Shape labeling records
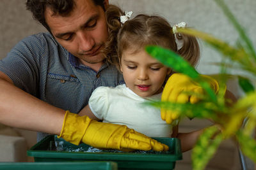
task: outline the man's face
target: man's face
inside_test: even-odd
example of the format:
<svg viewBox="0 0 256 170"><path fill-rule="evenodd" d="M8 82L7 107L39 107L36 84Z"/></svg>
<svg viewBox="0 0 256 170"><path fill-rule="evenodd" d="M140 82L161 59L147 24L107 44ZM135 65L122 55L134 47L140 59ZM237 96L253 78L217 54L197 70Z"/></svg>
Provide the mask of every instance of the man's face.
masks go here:
<svg viewBox="0 0 256 170"><path fill-rule="evenodd" d="M108 37L104 11L92 0L76 0L76 3L67 17L52 15L52 11L47 8L46 22L56 39L81 63L100 67L104 59L100 50ZM108 1L105 3L107 8Z"/></svg>

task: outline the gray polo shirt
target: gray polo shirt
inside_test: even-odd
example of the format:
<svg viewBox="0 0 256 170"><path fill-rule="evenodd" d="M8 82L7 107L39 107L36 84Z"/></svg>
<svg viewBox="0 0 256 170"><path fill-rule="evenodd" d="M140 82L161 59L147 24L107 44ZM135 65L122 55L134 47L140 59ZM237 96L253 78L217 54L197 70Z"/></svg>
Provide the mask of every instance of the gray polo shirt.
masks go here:
<svg viewBox="0 0 256 170"><path fill-rule="evenodd" d="M30 36L20 41L0 60L0 71L19 88L75 113L87 105L97 87L124 83L115 66L106 62L95 72L79 64L49 33ZM38 141L47 135L38 132Z"/></svg>

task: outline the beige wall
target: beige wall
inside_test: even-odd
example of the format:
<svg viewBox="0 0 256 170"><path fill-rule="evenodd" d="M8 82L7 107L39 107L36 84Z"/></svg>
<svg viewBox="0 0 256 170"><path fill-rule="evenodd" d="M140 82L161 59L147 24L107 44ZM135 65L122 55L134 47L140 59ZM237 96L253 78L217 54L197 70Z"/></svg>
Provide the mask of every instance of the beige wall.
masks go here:
<svg viewBox="0 0 256 170"><path fill-rule="evenodd" d="M249 37L256 46L256 1L225 0L236 17L246 28ZM23 38L45 29L33 20L29 11L26 10L26 0L0 1L0 59ZM120 6L124 10L132 10L133 16L140 13L160 15L172 25L181 21L198 30L211 33L231 44L238 38L237 33L214 0L109 0L110 3ZM134 5L136 4L136 5ZM146 5L147 4L147 5ZM220 61L219 53L200 41L201 59L197 69L202 74L219 72L217 66L211 62ZM237 71L233 73L238 73ZM242 95L232 81L228 85L236 96Z"/></svg>

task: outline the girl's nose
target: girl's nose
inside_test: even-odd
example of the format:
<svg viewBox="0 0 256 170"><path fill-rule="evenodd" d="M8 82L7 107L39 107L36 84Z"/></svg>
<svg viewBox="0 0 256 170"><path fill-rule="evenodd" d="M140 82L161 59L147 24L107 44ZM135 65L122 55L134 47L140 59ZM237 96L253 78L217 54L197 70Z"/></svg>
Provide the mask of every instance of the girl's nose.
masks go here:
<svg viewBox="0 0 256 170"><path fill-rule="evenodd" d="M138 79L140 80L146 80L148 79L147 71L145 69L140 70Z"/></svg>

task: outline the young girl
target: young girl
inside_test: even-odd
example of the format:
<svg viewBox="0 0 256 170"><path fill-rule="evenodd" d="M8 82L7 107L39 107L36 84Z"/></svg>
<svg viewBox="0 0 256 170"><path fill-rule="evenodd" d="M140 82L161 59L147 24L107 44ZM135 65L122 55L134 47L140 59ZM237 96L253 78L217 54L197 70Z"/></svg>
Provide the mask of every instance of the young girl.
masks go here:
<svg viewBox="0 0 256 170"><path fill-rule="evenodd" d="M196 39L173 34L168 22L158 16L139 15L122 23L121 16L129 18L118 7L109 5L106 13L110 35L105 53L111 55L114 59L111 62L123 73L125 83L96 89L88 106L79 115L125 125L150 137L177 137L178 129L172 128L175 123L167 124L161 119L159 109L143 104L146 101L161 99L164 83L173 73L150 57L145 47L158 45L170 49L195 66L199 58ZM182 42L181 48L177 47L177 41ZM183 139L187 137L185 135ZM190 149L192 143L182 146L182 150Z"/></svg>

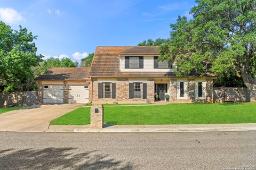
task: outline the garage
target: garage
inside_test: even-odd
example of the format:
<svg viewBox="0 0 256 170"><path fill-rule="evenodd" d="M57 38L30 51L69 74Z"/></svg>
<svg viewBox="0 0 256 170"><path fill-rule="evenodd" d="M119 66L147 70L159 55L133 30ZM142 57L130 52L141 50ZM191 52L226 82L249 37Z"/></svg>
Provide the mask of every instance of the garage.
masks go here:
<svg viewBox="0 0 256 170"><path fill-rule="evenodd" d="M63 103L63 85L43 86L43 103Z"/></svg>
<svg viewBox="0 0 256 170"><path fill-rule="evenodd" d="M89 85L69 85L69 103L87 103L89 102Z"/></svg>

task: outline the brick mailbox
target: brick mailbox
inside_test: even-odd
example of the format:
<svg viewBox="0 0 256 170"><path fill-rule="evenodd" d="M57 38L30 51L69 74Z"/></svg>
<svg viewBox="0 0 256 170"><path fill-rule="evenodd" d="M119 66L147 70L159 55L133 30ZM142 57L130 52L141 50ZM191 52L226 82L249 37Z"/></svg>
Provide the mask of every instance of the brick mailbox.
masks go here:
<svg viewBox="0 0 256 170"><path fill-rule="evenodd" d="M93 105L91 108L91 128L102 128L103 118L103 109L102 105Z"/></svg>

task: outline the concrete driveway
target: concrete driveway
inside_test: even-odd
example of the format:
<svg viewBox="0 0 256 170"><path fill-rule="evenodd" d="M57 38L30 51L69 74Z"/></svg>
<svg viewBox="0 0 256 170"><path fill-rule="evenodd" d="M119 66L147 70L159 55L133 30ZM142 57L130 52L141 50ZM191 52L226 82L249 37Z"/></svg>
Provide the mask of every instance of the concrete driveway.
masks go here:
<svg viewBox="0 0 256 170"><path fill-rule="evenodd" d="M42 131L51 121L84 104L47 104L25 107L0 114L0 131Z"/></svg>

▶ Exercise prompt
Every entry should be returned exactly as written, minus the pictures.

▶ Answer to this exercise
task: outline the man's face
target: man's face
inside_test: even-odd
example of the format:
<svg viewBox="0 0 256 170"><path fill-rule="evenodd" d="M8 82L7 107L39 107L36 84Z"/></svg>
<svg viewBox="0 0 256 170"><path fill-rule="evenodd" d="M140 82L161 59L147 24L107 44ZM135 65L122 55L134 47L140 59ZM237 96L253 78L217 54L197 70Z"/></svg>
Provide the mask of every instance of the man's face.
masks go here:
<svg viewBox="0 0 256 170"><path fill-rule="evenodd" d="M108 37L104 11L92 0L76 0L76 3L67 17L52 15L52 11L47 8L46 22L56 39L81 63L100 67L104 59L100 50ZM108 1L105 3L107 8Z"/></svg>

task: outline the gray polo shirt
target: gray polo shirt
inside_test: even-odd
example of the format:
<svg viewBox="0 0 256 170"><path fill-rule="evenodd" d="M8 82L7 107L39 107L36 84Z"/></svg>
<svg viewBox="0 0 256 170"><path fill-rule="evenodd" d="M140 82L161 59L147 24L107 44ZM135 65L122 55L134 47L140 59ZM237 96L253 78L217 54L197 70Z"/></svg>
Provide the mask of every instance of the gray polo shirt.
masks go here:
<svg viewBox="0 0 256 170"><path fill-rule="evenodd" d="M30 36L20 41L0 60L0 71L19 88L75 113L87 105L97 87L124 83L115 66L106 62L95 72L79 64L49 33ZM38 141L47 135L38 132Z"/></svg>

task: outline the beige wall
target: beige wall
inside_test: even-odd
example of the format:
<svg viewBox="0 0 256 170"><path fill-rule="evenodd" d="M8 82L7 107L39 107L36 84Z"/></svg>
<svg viewBox="0 0 256 170"><path fill-rule="evenodd" d="M140 82L161 59L147 24L107 44ZM135 65L122 55L134 47L140 59ZM237 96L253 78L217 54L197 70Z"/></svg>
Provide the mask of every instance of the beige wall.
masks go here:
<svg viewBox="0 0 256 170"><path fill-rule="evenodd" d="M249 37L256 46L256 1L225 0L236 17L246 28ZM23 38L45 29L33 20L29 11L26 10L26 0L0 1L0 59ZM120 6L124 10L132 10L133 16L140 13L160 15L172 25L181 21L198 30L211 33L231 44L238 38L237 33L214 0L109 0L110 3ZM134 5L136 4L136 5ZM146 5L147 4L147 5ZM220 61L219 53L200 41L201 59L197 69L202 74L219 72L217 66L211 62ZM237 71L233 73L238 73ZM242 95L232 81L228 85L236 96Z"/></svg>

task: outline the girl's nose
target: girl's nose
inside_test: even-odd
example of the format:
<svg viewBox="0 0 256 170"><path fill-rule="evenodd" d="M8 82L7 107L39 107L36 84Z"/></svg>
<svg viewBox="0 0 256 170"><path fill-rule="evenodd" d="M140 82L161 59L147 24L107 44ZM135 65L122 55L134 47L140 59ZM237 96L253 78L217 54L197 70Z"/></svg>
Provide the mask of every instance of the girl's nose.
masks go here:
<svg viewBox="0 0 256 170"><path fill-rule="evenodd" d="M138 79L140 80L146 80L148 79L147 71L145 69L140 70Z"/></svg>

task: outline the young girl
target: young girl
inside_test: even-odd
example of the format:
<svg viewBox="0 0 256 170"><path fill-rule="evenodd" d="M8 82L7 107L39 107L36 84Z"/></svg>
<svg viewBox="0 0 256 170"><path fill-rule="evenodd" d="M140 82L161 59L147 24L107 44ZM135 65L122 55L134 47L140 59ZM237 96L253 78L217 54L197 70Z"/></svg>
Provide the mask of every instance of the young girl.
masks go here:
<svg viewBox="0 0 256 170"><path fill-rule="evenodd" d="M196 39L173 34L168 22L158 16L139 15L122 23L121 16L129 18L118 7L109 5L106 13L110 35L105 53L111 55L114 59L111 62L123 73L125 83L96 89L88 106L79 115L125 125L150 137L177 137L178 129L172 128L175 123L167 124L161 119L159 109L143 104L146 101L161 99L164 83L173 73L150 57L145 47L158 45L170 49L195 66L199 58ZM182 42L181 48L177 47L177 41ZM183 139L187 137L185 135ZM190 149L192 143L182 146L182 150Z"/></svg>

task: outline the garage
target: garage
inside_test: even-odd
example of the format:
<svg viewBox="0 0 256 170"><path fill-rule="evenodd" d="M57 38L30 51L69 74Z"/></svg>
<svg viewBox="0 0 256 170"><path fill-rule="evenodd" d="M119 66L147 70L159 55L133 30ZM142 57L130 52L141 50ZM191 52L226 82L249 37Z"/></svg>
Provide the mask of every instance of the garage.
masks go here:
<svg viewBox="0 0 256 170"><path fill-rule="evenodd" d="M63 103L63 85L43 86L43 103Z"/></svg>
<svg viewBox="0 0 256 170"><path fill-rule="evenodd" d="M89 85L69 85L69 103L87 103L89 102Z"/></svg>

task: outline the brick mailbox
target: brick mailbox
inside_test: even-odd
example of the format:
<svg viewBox="0 0 256 170"><path fill-rule="evenodd" d="M57 38L30 51L69 74Z"/></svg>
<svg viewBox="0 0 256 170"><path fill-rule="evenodd" d="M119 66L147 70L159 55L133 30ZM142 57L130 52L141 50ZM191 52L226 82L249 37Z"/></svg>
Provide the mask of every instance of the brick mailbox.
masks go here:
<svg viewBox="0 0 256 170"><path fill-rule="evenodd" d="M93 105L91 108L91 128L102 128L103 118L103 109L102 105Z"/></svg>

task: outline the concrete driveway
target: concrete driveway
inside_test: even-odd
example of the format:
<svg viewBox="0 0 256 170"><path fill-rule="evenodd" d="M57 38L30 51L69 74Z"/></svg>
<svg viewBox="0 0 256 170"><path fill-rule="evenodd" d="M119 66L147 70L159 55L133 30ZM142 57L130 52L141 50ZM191 52L226 82L249 37Z"/></svg>
Provide the mask of every instance of the concrete driveway.
masks go here:
<svg viewBox="0 0 256 170"><path fill-rule="evenodd" d="M42 131L51 121L84 104L47 104L25 107L0 114L0 131Z"/></svg>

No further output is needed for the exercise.